**WHAT TO PRODUCE**
Select every line of the data below that contains the string "antenna" and copy each of those lines out in full.

Pointing dataset records:
* * * *

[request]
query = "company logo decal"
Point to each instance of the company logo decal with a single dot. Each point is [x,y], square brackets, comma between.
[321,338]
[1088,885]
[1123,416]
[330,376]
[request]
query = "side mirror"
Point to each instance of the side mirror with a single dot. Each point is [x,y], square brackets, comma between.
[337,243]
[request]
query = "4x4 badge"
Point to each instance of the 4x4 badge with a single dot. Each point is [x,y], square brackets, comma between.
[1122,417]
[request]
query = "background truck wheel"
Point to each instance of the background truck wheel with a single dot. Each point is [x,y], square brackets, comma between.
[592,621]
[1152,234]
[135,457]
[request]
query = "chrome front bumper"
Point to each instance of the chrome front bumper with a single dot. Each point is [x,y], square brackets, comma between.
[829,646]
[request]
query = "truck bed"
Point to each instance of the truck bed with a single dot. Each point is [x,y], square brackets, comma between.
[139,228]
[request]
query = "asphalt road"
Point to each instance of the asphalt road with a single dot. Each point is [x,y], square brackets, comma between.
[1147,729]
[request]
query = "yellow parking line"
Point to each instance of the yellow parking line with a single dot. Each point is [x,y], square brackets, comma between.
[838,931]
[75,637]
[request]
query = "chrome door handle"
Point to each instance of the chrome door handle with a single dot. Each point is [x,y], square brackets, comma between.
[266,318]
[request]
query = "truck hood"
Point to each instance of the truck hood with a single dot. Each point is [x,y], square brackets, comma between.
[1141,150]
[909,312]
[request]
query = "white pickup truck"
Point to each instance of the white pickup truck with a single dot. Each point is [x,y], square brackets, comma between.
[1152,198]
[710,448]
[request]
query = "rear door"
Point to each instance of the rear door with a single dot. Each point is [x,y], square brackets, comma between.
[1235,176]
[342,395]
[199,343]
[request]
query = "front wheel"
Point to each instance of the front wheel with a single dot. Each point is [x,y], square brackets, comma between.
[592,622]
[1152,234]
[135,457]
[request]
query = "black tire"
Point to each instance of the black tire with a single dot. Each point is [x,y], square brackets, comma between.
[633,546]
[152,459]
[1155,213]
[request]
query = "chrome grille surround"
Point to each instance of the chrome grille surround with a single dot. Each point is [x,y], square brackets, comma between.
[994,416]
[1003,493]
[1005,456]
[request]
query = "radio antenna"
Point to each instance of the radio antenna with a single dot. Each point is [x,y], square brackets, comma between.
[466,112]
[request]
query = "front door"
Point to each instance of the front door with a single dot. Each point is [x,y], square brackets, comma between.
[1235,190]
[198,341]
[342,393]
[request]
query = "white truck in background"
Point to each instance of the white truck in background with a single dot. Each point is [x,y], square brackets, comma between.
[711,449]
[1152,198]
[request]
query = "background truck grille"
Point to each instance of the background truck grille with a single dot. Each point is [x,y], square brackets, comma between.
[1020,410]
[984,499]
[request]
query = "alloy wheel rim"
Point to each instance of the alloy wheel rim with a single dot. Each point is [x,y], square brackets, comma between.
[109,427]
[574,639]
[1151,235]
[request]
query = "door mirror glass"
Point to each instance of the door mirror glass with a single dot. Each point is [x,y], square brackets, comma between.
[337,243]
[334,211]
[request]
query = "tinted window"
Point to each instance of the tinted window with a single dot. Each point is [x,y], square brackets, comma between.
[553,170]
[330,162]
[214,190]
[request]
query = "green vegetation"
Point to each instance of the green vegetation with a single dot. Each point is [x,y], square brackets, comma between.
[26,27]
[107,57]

* * * *

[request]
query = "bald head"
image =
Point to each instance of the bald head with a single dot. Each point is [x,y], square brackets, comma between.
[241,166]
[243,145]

* * * *

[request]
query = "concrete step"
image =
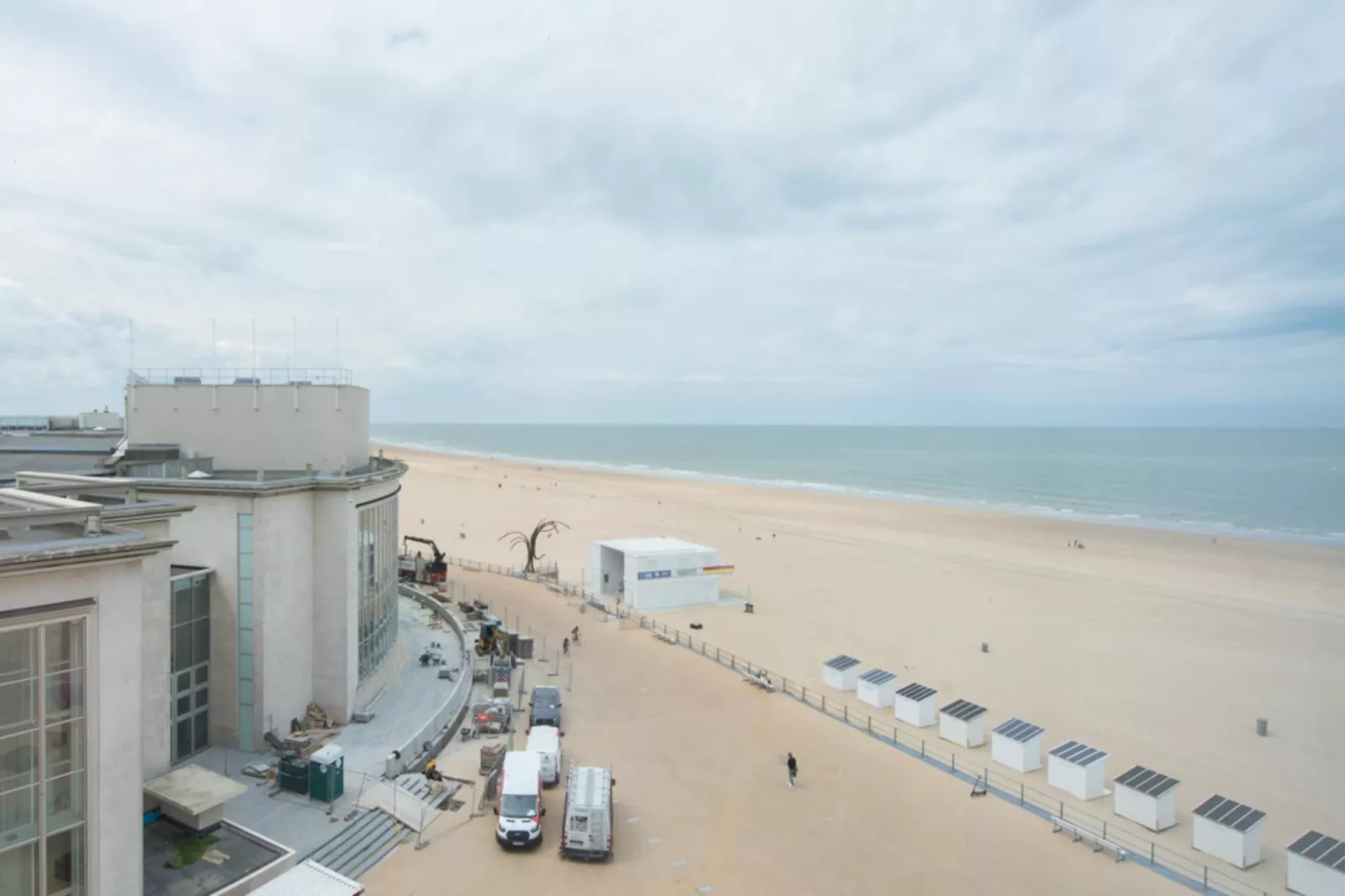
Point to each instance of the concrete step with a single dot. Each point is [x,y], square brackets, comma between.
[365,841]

* * * *

**RESULT OF THE TASK**
query = "radio antenna"
Point to each instance of the radio antenna with a single dot. Each point is [x,y], square brackets, comma between.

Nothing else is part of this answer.